• _Assignment 1_: Decide whether each statement agrees with the text on joy in dark times: (a) Moss found his daughter dancing in her room; (b) Makayla was eight years old; (c) Moss stayed angry at his daughter. Answer yes or no for each, quoting the deciding words.
• _Assignment 2_: Resume the text on joy in dark times after its last sentence.

• _Text passage_:

Dancing in the Darkness

United Church of Christ minister Otis Moss III reflects on joy’s availability even in difficult times. During a harrowing period when his church received violent threats, Moss woke late one night to unexpected sounds in his house. Fearing an intruder, Moss instead discovers his daughter dancing in her room. 

Her movements were so jubilant, her spirit so free of worry or fear that I couldn’t even stay mad at my baby girl.

She’s dancing. The darkness is all around her as it’s all around you—but she’s still dancing….  

Instead of seeing Makayla as just another addition to the night’s problems, I glimpsed her as a fellow traveler…. Like her frightened father, this six-year-old fellow traveler was awake in the night.  

Even so, there was a difference. I was caught in a cycle of worry and anger. I was not just walking a dark path; I had let the darkness inside me. Evil always seeks to obscure the light, because once it has you living in darkness, that which should not be painful becomes so….

• _Data extract_:
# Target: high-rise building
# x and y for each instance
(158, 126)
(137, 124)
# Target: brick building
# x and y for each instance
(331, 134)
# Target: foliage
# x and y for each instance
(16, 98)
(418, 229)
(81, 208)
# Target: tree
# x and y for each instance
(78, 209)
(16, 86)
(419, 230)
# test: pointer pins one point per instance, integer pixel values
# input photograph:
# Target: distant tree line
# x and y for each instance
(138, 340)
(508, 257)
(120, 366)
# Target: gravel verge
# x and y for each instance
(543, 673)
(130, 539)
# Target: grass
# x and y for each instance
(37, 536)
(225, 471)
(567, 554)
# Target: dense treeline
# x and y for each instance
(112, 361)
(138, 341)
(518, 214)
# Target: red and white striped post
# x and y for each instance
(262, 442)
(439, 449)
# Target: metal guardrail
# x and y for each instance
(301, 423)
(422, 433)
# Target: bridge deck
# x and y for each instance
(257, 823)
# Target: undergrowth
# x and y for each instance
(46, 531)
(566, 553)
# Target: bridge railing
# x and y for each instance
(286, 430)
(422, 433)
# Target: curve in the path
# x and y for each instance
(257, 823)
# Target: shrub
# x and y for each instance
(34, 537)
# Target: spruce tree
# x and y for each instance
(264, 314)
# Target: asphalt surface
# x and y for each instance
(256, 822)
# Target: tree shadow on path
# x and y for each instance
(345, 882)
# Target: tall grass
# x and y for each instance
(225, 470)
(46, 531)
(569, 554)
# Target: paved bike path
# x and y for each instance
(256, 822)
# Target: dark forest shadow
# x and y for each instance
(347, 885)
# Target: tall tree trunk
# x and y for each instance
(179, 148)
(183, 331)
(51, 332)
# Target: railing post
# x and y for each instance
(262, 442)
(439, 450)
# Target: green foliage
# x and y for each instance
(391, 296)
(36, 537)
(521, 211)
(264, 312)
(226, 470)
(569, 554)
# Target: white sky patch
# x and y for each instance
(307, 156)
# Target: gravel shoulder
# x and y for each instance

• _Exercise answer 1_:
(a) Yes: "Moss instead discovers his daughter dancing in her room."
(b) No: "this six-year-old fellow traveler was awake in the night."
(c) No: "I couldn’t even stay mad at my baby girl."

• _Exercise answer 2_:
What we forget, faithwise, in our fear—what I was forgetting that night in my daughter’s room—is that even in the darkest night, when we see no light at all, the light is still there. The sun is still shining over Earth even when our side of Earth rotates away from it. The stars still shine above us, no matter … how thick the clouds above our heads. What we need in the darkest nights is to keep walking along the path until we can glimpse the stars again. What we don’t need is to panic and run blindly into the woods.  

Makayla was just a child, but on this night, she had moved ahead of me on that path. By dancing in the dark, by doing one of the things she most loved, she was making her own light.…  

The enduring words of Psalm 30 struck me afresh: “Weeping may endure for a night, but joy comes in the morning…” The eleventh verse of the Scripture made me shout: “You have turned my mourning into dancing.”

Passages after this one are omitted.